--- Input for this task ---
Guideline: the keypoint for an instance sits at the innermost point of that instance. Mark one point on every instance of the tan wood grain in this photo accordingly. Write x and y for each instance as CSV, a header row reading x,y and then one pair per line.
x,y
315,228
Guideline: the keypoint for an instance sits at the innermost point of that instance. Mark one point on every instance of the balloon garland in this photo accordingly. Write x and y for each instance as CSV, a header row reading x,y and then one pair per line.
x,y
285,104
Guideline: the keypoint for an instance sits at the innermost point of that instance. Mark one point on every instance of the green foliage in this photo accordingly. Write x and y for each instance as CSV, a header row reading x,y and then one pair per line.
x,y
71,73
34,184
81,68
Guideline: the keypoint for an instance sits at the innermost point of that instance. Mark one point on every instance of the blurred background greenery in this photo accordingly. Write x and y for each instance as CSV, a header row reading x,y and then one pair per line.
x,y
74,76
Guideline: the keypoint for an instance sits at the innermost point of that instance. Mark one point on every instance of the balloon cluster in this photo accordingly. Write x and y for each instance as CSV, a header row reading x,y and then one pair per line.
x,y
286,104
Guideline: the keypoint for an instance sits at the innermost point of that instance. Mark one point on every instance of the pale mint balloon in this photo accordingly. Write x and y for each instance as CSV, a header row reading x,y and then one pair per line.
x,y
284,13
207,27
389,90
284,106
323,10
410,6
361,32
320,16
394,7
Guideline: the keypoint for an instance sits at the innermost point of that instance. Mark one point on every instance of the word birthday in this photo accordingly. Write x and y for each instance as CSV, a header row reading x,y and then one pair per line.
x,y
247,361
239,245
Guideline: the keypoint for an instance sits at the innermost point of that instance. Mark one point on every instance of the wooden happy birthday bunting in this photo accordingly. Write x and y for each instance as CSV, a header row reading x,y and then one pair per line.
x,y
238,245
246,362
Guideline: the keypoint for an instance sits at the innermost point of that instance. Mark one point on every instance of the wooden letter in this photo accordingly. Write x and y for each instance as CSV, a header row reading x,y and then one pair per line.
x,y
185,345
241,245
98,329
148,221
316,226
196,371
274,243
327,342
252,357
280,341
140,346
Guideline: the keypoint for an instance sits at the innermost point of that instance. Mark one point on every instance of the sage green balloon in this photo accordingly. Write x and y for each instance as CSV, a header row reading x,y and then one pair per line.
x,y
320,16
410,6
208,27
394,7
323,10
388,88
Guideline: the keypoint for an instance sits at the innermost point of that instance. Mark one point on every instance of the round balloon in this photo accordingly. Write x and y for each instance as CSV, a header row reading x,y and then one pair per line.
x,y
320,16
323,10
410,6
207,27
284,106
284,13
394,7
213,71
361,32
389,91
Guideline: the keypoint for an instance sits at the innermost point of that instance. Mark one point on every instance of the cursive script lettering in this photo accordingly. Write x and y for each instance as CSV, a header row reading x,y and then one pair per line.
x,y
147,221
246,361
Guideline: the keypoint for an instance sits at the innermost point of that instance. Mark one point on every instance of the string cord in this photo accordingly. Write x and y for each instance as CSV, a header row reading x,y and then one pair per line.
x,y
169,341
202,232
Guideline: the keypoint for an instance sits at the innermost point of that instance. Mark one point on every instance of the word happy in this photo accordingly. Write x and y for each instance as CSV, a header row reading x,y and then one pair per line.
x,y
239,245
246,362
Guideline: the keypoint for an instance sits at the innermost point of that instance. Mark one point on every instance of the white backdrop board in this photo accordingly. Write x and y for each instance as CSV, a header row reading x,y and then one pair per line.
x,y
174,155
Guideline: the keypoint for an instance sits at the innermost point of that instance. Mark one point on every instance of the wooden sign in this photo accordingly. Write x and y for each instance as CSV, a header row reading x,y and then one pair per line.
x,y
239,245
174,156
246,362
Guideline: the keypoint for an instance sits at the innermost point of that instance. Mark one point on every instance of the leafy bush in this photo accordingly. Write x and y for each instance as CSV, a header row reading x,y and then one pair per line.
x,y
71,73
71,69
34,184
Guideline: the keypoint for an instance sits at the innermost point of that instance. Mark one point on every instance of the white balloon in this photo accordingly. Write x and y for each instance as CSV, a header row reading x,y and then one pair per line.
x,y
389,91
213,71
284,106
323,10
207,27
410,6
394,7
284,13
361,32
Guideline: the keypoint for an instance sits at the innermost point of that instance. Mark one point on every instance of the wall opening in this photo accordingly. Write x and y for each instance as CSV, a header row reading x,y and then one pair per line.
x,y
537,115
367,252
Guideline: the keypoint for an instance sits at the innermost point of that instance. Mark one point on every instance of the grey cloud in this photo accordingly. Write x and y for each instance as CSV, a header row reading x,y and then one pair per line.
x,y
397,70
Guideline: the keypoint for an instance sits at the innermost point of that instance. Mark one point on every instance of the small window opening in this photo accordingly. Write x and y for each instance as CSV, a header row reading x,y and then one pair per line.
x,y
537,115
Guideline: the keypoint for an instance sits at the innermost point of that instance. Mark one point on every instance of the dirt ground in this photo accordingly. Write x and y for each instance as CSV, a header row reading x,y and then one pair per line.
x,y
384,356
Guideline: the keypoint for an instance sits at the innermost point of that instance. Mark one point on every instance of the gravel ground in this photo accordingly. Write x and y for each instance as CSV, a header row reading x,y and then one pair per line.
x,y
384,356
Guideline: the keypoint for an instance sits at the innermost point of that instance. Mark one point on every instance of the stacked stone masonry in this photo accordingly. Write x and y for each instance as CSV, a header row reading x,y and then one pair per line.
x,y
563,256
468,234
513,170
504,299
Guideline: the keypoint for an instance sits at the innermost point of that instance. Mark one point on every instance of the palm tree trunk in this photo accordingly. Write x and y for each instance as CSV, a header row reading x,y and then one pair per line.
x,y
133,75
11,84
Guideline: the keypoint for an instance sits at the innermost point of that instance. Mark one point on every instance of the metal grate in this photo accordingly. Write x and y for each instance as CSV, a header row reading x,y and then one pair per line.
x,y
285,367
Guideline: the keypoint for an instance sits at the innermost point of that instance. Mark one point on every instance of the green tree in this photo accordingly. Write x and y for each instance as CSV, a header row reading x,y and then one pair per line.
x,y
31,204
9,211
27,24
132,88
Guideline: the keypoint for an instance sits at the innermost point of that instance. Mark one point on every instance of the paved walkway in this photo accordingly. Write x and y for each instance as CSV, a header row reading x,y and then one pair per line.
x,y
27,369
---
> **Task objective**
Using the data above, repeat every line exactly.

> **Task answer**
Guideline: the keypoint for an instance sits at the innermost point of that instance. Mark one point on every instance of the tan wood grain in this photo accordingly. Write x and y for each instance as CSV, a header row reading x,y and then one pair per line.
x,y
315,228
Guideline: the keypoint for an instance sits at the innermost point of that instance. Mark one point on every instance of the balloon garland in this photo accordingly. Write x and y for each instance as CSV, a header row reading x,y and then one pair per line.
x,y
285,104
Guideline: the keypoint for an instance sits at the innermost point of that instance. Mark one point on every instance of the green foliage in this photo accordingly. Write x and y for each instance as CSV, a header row reading x,y and then one pair per line.
x,y
71,73
34,184
81,68
Guideline: the keypoint for an instance sits at the innermost point of that instance. Mark one point on every instance of the blurred background greenery in this photo accordingly. Write x and y for each instance as CSV, a header row reading x,y and then one pair per line.
x,y
74,76
Guideline: the keypoint for an instance sits at the innermost point of that instance. Mark one point on every instance of the balloon cluster in this photo accordingly. Write x and y for each instance as CSV, a header row reading x,y and then one pair per line.
x,y
286,104
Guideline: the keypoint for an instance sits at the innermost point of that instance. Mark one point on every instance of the pale mint balloon in this photo accordingly. Write x and y for each instance as CSV, a header row reading x,y and then one pair per line.
x,y
284,13
207,27
389,90
284,106
323,10
410,6
361,32
320,16
394,7
Guideline: the keypoint for an instance sits at the innermost point of that instance. Mark one point on every instance of the word birthday in this photo accordingly. Write x and y for each instance as CSV, a header row reading x,y and then one pair per line.
x,y
247,361
239,245
Guideline: the keypoint for an instance sits at the innermost point of that instance. Mark one point on every instance of the wooden happy birthday bunting in this photo accordingly. Write x and y for each instance as CSV, a header row reading x,y and then one pair per line.
x,y
238,245
246,362
Guideline: the keypoint for an instance sits at the innermost point of that instance. Mark one point on every instance of the wooden letter in this photo accordingly. Write x and y for each instance as CSV, a header row reading x,y and then one pair per line.
x,y
185,345
241,245
98,329
148,221
316,226
196,371
274,243
327,342
252,357
280,341
140,346
Guideline: the keypoint for an instance sits at the innermost point of that instance. Mark one point on every instance of the sage green balloon in this photo accordingly. Write x and y for each instance as CSV, a header row reading x,y and then one pair per line.
x,y
320,16
410,6
208,27
394,7
323,10
388,88
Guideline: the keypoint for an instance sits at the innermost point of that instance. Mark one point on every instance of the round balloon in this photo accordingly. Write x and y for each instance as CSV, a header row reading x,y and then one pair per line.
x,y
320,16
323,10
410,6
207,27
284,106
284,13
394,7
213,71
361,32
389,91
Guideline: the keypoint for an instance sits at the innermost point of that instance. Mark one point on every instance of the cursive script lettering in this photo accordingly. Write x and y for each instance as CSV, a header row reading x,y and then one pair per line.
x,y
147,221
246,361
Guideline: the keypoint for an instance sits at the innermost point of that instance. Mark one point on every instance of the string cord in this photo accordingly. Write x and y for each instance as CSV, a header row reading x,y and then one pair per line.
x,y
169,341
202,232
Guideline: the keypoint for an instance sits at the innermost point of that instance. Mark one point on every instance of the word happy in this photo accordingly. Write x and y for each instance as CSV, a header row reading x,y and then one pair per line.
x,y
239,245
246,362
Guideline: the keypoint for an instance sits at the innermost point of that instance. Mark one point on every instance of the white backdrop board in this photo accordingly. Write x and y for each instance as CSV, a header row reading x,y and then one pair per line.
x,y
174,155
Guideline: the keypoint for an instance sits at the innermost point of that instance. Mark one point on every instance of the wooden sign in this photo accordingly. Write x and y for each instance as CSV, a header row reading x,y and then one pair per line.
x,y
239,245
174,156
246,362
Guideline: the keypoint for an instance sits at the innermost point of that instance. Mark one point on every instance of the leafy bush in this photo accordingly. Write x and y for each instance as CSV, a header row reading x,y and then one pair per line.
x,y
71,73
71,69
34,184
Guideline: the keypoint for an instance sits at the innermost point of that instance. Mark one point on every instance of the white balloon in this photo accordingly. Write x and y for each instance as CSV, a header row reading x,y and then one pair per line.
x,y
389,91
213,71
284,106
323,10
207,27
410,6
394,7
284,13
361,32
Guideline: the keypoint for an instance sits at the innermost point of that instance. Mark one point on every instance of the wall opening in this photo accordingly. Write x and y for each instance as CSV, a header row reading x,y and then one pair per line.
x,y
537,115
367,252
Guideline: the keypoint for an instance sits at the innermost point of that instance. Mark one point on every instance of the grey cloud in this photo accordingly. Write x and y for each instance as CSV, a header row reading x,y and then one pair per line.
x,y
397,70
Guideline: the keypoint for an instance sits at the innermost point of that instance. Mark one point on every instance of the small window opening in this photo accordingly. Write x and y for each instance as CSV, a header row reading x,y and then one pair per line.
x,y
537,115
Guideline: the keypoint for an instance sits at the innermost point of that instance. Mark one point on every instance of the dirt ground in this photo accordingly. Write x and y for each instance as CSV, a header row reading x,y and then one pair per line.
x,y
384,356
Guideline: the keypoint for an instance sits at the innermost point of that instance. Mark one point on every instance of the gravel ground in this photo accordingly. Write x and y for each instance as CSV, a header row reading x,y and then one pair per line.
x,y
384,356
Guideline: the keypoint for an instance sits at the innermost point of that instance. Mark one point on every instance of the stacked stone masonry in this photo accordingly. Write x and y for each instance as CSV, a header row reading x,y and then one pair per line.
x,y
563,256
468,234
513,170
504,299
Guideline: the keypoint for an instance sits at the innermost point of that instance. Mark one point on every instance of the palm tree trunk in this photo accordingly. Write x and y for each instance as CSV, a header row reading x,y and then one pair per line.
x,y
133,75
11,84
Guideline: the keypoint for an instance sits at the innermost point of that instance. Mark one point on every instance of the metal grate in this photo accordingly. Write x and y for each instance as CSV, a header row reading x,y and then one pair per line.
x,y
285,367
Guideline: the keypoint for an instance sits at the innermost point of that instance. Mark one point on every instance of the green tree in this photo accordingly. Write x and y for each instance as CSV, a header row reading x,y and then one pair per line.
x,y
31,204
9,211
27,24
132,88
Guideline: the keypoint for an instance sits at the innermost point of that instance. Mark one point on every instance of the paved walkway in this photo accordingly. Write x and y for each instance as CSV, a header row reading x,y and then one pair per line.
x,y
27,369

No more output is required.